Records supplied →
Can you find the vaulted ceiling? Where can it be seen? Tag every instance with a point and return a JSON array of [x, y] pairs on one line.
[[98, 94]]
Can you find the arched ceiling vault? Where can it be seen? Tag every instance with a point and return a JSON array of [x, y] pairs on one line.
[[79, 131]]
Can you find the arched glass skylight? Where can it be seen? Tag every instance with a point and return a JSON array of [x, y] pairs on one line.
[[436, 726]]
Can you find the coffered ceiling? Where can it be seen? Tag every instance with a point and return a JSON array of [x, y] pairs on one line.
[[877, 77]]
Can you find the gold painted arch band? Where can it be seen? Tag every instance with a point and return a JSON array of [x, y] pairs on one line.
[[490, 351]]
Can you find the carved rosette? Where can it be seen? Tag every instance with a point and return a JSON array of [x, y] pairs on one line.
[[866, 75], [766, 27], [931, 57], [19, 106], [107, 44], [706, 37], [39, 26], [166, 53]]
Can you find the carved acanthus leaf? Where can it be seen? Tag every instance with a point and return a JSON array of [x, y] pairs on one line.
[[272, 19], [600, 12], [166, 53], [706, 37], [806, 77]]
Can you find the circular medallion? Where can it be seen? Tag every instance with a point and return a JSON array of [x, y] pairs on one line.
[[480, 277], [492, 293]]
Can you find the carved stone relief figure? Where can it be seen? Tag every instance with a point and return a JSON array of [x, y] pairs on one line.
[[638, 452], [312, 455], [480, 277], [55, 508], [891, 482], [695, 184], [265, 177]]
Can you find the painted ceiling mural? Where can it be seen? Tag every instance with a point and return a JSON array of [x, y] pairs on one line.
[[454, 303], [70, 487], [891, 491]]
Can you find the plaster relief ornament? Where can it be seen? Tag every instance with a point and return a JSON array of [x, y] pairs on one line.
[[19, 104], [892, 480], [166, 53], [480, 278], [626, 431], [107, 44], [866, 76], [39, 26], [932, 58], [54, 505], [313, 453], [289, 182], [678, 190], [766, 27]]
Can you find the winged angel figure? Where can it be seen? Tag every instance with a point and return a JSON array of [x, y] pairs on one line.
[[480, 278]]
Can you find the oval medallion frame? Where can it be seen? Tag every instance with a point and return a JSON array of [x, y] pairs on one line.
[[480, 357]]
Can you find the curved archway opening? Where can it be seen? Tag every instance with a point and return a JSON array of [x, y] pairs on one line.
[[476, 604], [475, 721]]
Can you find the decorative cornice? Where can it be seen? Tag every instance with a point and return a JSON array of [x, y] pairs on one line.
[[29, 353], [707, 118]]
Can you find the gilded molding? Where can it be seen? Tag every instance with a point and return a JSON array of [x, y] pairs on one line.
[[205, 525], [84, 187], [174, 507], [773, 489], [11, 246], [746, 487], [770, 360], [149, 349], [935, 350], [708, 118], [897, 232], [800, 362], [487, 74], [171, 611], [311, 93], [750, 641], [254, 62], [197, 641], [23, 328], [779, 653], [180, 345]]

Task details → Reproduce the whole listing above, switching each occurrence of "medallion" to "roundel" and keeping every other word unchanged.

Solution to the exercise →
Can you find the vaulted ceiling? Where can it be seen? Tag every instance with a point and return a JSON array of [x, y] pairs on one line.
[[98, 94]]
Can you find the arched ceiling vault? Where can it be seen? Tag every instance with a point and return a JSON array of [x, y] pairs on one line.
[[79, 131]]
Can you find the arched glass skylight? Where can it be seen? Tag every instance with a point and return a JSON array of [x, y] pairs on one line.
[[436, 726]]
Can you find the coffered ceiling? Where can it be seen? Tag every instance with a point and return a JSON array of [x, y] pairs on one line.
[[877, 77]]
Can you find the gold painted arch band? Where can it be seen? Tag every instance with a point and return a JSON array of [x, y] pairs on one line.
[[490, 351]]
Can you find the carved rosette? Where can it be seen? Tag every instance with a point and return a JSON array of [x, y] pairs on one line.
[[866, 75], [766, 27], [931, 57], [19, 106], [107, 44], [706, 37], [39, 26], [166, 53]]
Can you find the carved acanthus leaf? Where can it be seen? Tag every instance with a point and return a JSON array of [x, y] pairs on one line.
[[272, 19], [600, 12], [166, 53], [706, 37], [806, 77]]
Can you find the circular roundel? Where can it be seen? Tag every instance with a point and return a JSON array of [x, y] pairs on one line.
[[480, 277], [492, 293]]
Can you find the carved stone relief figure? Where can it be seen? Tag every instance with a point and return a JSON array of [x, y] pairs on one line.
[[638, 452], [312, 455], [480, 277], [55, 508], [891, 482], [695, 184], [265, 177]]
Can you find the painted ceiling mural? Where can it be seen? Tag every instance with a point and return a JSON array of [x, y] pairs on one line.
[[454, 303], [70, 487], [891, 491]]
Can you find the plaster relief ornament? Where can it be seen? Tag every instance with a point and return a JSON array of [x, y] pairs on one line.
[[19, 104], [892, 480], [166, 53], [480, 278], [626, 431], [107, 44], [866, 76], [39, 26], [932, 58], [54, 505], [313, 453], [289, 182], [678, 190], [766, 27]]
Can you find the winged angel figure? Where can it be seen? Tag every instance with a point and return a JSON array of [x, y] pairs on one line.
[[480, 278]]
Can you find the oval roundel frame? Where can it be seen? Tag every instance with a point and return a JSON array of [x, y] pairs on one line.
[[480, 357]]
Can you find the curved archway opening? Where can it be seen? Tag every instance with a point and return a JSON array of [x, y] pairs on one line.
[[476, 604], [475, 721]]
Can you find the decorative cornice? Where can it be seen? Tag every instance with a point and return a JSON array of [x, y] pairs on one line.
[[29, 353], [707, 118]]
Can you find the gilded molding? Where can it be seen? Tag every instance with a point and return a JSON array of [x, y] pairs on one line.
[[205, 525], [84, 187], [174, 507], [773, 489], [11, 246], [746, 487], [770, 360], [149, 349], [935, 350], [708, 118], [897, 232], [800, 362], [487, 74], [171, 611], [311, 93], [750, 641], [254, 62], [197, 641], [23, 328], [779, 653], [180, 345]]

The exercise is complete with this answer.